REQUIRED WORK: Below are the records. Reproduce the line that contains "Security feed analysis request: locate the green leaf" and every line after it to the end, exactly and alone.
Top of RAW DATA
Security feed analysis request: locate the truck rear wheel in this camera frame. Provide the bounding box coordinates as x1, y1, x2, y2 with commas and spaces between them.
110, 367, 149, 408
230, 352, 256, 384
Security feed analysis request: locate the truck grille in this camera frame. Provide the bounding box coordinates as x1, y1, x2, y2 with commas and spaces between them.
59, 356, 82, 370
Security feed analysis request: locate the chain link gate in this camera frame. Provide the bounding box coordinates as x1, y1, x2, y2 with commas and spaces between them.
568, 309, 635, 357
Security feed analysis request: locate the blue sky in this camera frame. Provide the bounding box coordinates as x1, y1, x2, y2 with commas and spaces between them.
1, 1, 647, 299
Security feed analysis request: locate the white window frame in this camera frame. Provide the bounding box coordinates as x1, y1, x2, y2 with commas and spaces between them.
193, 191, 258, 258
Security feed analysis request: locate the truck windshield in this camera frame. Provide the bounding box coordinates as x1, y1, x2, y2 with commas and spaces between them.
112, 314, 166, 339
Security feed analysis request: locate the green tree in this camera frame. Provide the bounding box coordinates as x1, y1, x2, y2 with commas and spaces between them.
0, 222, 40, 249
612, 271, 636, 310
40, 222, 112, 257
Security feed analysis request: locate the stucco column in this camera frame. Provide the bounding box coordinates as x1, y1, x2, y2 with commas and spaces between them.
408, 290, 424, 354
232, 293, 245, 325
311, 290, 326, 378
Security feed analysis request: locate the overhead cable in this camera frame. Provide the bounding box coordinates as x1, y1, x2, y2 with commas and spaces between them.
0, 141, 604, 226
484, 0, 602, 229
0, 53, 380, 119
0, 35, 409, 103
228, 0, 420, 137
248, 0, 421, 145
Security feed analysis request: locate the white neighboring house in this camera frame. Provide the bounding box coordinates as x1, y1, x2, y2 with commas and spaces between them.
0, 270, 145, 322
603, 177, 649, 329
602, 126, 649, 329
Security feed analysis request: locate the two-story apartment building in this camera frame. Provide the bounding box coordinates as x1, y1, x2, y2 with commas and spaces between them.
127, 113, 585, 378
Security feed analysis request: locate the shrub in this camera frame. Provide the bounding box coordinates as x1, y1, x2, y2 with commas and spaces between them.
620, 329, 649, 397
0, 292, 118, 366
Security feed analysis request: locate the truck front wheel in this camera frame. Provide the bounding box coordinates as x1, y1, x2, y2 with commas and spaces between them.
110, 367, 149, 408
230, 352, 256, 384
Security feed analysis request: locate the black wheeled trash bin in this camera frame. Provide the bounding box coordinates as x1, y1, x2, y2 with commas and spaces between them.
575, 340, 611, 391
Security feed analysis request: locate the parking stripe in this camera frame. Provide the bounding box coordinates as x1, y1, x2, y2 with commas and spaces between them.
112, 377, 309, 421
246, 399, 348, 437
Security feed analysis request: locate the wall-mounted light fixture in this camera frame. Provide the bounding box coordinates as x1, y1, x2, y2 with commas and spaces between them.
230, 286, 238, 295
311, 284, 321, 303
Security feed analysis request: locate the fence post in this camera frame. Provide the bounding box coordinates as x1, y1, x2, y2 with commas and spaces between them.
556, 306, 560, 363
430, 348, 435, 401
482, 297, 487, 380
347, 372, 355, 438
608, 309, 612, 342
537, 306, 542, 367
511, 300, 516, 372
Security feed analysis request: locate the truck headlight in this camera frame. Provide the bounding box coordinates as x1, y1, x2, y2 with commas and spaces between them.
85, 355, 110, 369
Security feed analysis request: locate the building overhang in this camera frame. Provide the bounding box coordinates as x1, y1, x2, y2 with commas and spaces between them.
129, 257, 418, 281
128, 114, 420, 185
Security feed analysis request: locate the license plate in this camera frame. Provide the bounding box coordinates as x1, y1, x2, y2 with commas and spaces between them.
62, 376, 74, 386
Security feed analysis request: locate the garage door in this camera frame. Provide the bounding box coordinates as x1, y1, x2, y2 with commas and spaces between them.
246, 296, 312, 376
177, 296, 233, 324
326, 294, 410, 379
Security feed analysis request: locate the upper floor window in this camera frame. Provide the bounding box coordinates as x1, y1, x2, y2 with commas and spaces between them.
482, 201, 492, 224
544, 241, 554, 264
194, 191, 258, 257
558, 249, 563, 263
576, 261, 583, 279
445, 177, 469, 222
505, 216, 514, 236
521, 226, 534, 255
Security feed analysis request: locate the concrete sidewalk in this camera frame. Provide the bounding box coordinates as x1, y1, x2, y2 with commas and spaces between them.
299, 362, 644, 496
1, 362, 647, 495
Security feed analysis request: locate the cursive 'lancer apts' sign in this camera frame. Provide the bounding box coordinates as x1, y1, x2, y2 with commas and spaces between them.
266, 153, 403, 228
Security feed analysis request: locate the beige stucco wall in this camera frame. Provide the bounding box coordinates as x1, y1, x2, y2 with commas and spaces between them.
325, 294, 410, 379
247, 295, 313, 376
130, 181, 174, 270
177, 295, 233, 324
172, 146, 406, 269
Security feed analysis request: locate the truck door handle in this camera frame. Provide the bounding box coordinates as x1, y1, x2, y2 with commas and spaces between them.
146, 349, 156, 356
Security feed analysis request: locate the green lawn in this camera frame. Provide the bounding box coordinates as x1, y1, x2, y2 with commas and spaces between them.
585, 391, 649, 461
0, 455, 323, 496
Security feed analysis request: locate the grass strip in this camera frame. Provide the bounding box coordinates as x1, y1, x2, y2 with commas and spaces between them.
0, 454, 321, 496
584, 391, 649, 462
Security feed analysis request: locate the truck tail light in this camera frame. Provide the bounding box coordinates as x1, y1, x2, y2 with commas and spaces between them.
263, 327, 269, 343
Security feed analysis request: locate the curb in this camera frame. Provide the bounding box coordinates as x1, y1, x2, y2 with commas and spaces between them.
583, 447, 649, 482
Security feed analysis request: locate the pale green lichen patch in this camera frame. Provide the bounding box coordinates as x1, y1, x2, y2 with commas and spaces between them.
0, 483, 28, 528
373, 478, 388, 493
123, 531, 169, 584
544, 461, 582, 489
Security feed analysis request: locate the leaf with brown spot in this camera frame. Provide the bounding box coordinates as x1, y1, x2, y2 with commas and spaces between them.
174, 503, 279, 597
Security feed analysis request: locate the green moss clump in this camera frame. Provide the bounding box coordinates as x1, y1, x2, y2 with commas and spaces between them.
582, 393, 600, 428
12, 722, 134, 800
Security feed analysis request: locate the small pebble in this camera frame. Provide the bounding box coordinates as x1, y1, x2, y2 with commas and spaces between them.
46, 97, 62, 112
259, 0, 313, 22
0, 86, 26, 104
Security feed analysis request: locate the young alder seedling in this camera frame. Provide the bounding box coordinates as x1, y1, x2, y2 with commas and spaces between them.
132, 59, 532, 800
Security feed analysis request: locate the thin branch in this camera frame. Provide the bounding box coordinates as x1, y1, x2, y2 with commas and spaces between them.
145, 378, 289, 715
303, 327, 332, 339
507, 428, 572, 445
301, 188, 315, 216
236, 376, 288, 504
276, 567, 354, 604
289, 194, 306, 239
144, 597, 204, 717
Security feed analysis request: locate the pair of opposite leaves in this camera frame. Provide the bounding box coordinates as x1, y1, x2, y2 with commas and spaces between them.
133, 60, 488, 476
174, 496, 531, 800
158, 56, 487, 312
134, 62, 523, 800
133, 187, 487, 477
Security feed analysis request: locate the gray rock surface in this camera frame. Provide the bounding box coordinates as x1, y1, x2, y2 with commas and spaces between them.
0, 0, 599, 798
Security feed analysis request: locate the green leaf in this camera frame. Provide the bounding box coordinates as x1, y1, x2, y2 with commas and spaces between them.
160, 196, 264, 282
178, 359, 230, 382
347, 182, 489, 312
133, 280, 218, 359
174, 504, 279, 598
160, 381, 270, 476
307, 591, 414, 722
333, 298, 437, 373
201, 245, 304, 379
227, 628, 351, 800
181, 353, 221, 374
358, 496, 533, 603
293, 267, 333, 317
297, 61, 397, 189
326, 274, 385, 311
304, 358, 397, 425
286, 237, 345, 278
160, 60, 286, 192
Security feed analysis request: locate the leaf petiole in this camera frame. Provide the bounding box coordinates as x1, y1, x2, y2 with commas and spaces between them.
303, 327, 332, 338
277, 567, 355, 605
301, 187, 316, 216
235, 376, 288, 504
Bottom of RAW DATA
WRITTEN RESPONSE:
Security feed analysis request: locate the green leaf in this camera frame. Provide the bounding box coordinates as x1, y1, x2, y2 with commas and spaces between them.
160, 196, 264, 282
178, 359, 230, 382
347, 182, 489, 312
133, 280, 218, 359
174, 504, 279, 598
160, 381, 270, 476
307, 591, 414, 722
333, 298, 437, 373
201, 245, 304, 379
227, 628, 351, 800
181, 353, 221, 374
358, 496, 533, 603
293, 267, 333, 317
297, 61, 397, 189
326, 274, 385, 311
304, 358, 397, 425
286, 237, 345, 278
160, 60, 286, 192
Security feed analysis request: locate the leaf petiole in this camera frame. Provide the bounding box coordinates as x1, y1, x2, y2 with commas and spaces between them.
303, 327, 332, 338
277, 567, 355, 605
301, 187, 316, 216
235, 376, 288, 504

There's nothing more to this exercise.